SELECTED TEXT:
Energy earnings have been relatively low since the price received for oil declined -$9 from the same quarter in 2012. Apparently investors are giving the produces a pass on the lower revenue and there have not been many blowups in stock prices as a result.

Service companies were not so lucky. Cameron International (CAM) reported earnings of 79 cents that beat by a penny and revenue was up +18% to $2.053 billion and also a beat. However, the stock was crushed because of the internal components. Revenue in Process and Compression systems fell -7.3%. Revenue in Valves and Measurement fell -4.3%. Revenue in Drilling and Production systems supported the entire company with a +24.5% increase to $1.438 billion. The gain was due mostly to subsea activity.

Order backlog rose to a new high but order growth declined -9.4% to $2.33 billion. Total backlogs totaled $10.497 billion.

The company lowered 2013 full year guidance to $3.40-$3.55 from $3.50-$3.70 with analyst estimates at $3.65. Q3 guidance was cut to 82.5 cents compared to estimates of $1.00.

Cameron is a great company but the weakness in land drilling is slowing their growth. Companies are drilling more wells in total but that includes more wells from the same pad and that reduces expenses and lowers the rig count significantly. I believe Cameron shares have risk to $50 but I doubt they will retrace to $40 where it dipped last June.

DATA RECORDS:
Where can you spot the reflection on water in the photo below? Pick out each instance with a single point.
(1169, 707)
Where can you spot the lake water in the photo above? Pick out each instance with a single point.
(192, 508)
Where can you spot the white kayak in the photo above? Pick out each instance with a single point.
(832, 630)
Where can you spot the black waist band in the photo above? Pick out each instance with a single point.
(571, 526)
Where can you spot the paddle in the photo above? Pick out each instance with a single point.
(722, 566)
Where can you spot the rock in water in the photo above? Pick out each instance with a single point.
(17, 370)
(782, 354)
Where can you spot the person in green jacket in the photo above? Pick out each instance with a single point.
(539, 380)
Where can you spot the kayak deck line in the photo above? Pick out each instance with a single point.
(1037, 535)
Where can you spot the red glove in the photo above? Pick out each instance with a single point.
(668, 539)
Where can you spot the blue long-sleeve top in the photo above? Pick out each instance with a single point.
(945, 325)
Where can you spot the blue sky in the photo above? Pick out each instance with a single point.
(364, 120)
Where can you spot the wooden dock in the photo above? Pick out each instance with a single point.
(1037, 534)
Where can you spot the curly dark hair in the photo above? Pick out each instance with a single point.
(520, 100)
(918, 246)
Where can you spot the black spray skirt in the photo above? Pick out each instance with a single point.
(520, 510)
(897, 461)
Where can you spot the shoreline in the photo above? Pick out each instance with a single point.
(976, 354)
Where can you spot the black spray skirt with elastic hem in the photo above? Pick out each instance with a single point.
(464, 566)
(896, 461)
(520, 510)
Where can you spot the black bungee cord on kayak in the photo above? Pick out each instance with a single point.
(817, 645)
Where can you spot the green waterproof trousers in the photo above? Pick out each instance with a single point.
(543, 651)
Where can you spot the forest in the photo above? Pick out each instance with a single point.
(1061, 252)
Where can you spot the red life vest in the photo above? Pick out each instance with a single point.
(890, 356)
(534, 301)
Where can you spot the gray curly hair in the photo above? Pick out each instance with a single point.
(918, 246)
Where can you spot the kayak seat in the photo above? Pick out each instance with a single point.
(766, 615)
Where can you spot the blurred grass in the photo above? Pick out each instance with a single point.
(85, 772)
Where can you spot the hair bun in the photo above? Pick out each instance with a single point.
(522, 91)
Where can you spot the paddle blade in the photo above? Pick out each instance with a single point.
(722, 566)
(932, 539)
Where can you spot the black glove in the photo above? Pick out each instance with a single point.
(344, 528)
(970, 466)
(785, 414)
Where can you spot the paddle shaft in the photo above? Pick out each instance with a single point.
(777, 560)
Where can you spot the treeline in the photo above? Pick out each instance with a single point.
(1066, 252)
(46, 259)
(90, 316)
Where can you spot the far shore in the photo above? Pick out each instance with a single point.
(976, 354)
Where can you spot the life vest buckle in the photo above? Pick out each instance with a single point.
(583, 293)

TASKS TO PERFORM:
1. List the business segments of Cameron International named in the earnings commentary.
2. In the rows, begin at the line that contains "Where can you spot the paddle blade" and stop after the last line of the rows. Write every one of those lines out again, the lines without coordinates included, and shift each coordinate value up by 55.
The text and the rows are unrelated to each other.

COMPLETE ANSWERS:
1.
Process and Compression systems
Valves and Measurement
Drilling and Production systems

2.
Where can you spot the paddle blade in the photo above? Pick out each instance with a single point.
(777, 621)
(987, 594)
Where can you spot the black glove in the photo above? Pick out each instance with a single point.
(399, 583)
(1025, 521)
(840, 469)
Where can you spot the paddle shaft in the photo above? Pick out each instance with a single point.
(832, 615)
Where can you spot the treeline in the photo above? Pick out each instance with a single point.
(1121, 307)
(101, 314)
(145, 371)
Where can you spot the far shore in the photo above? Pick out each instance with a single point.
(1031, 409)
Where can you spot the life vest buckle in the photo above? Pick out each instance with a single point.
(638, 348)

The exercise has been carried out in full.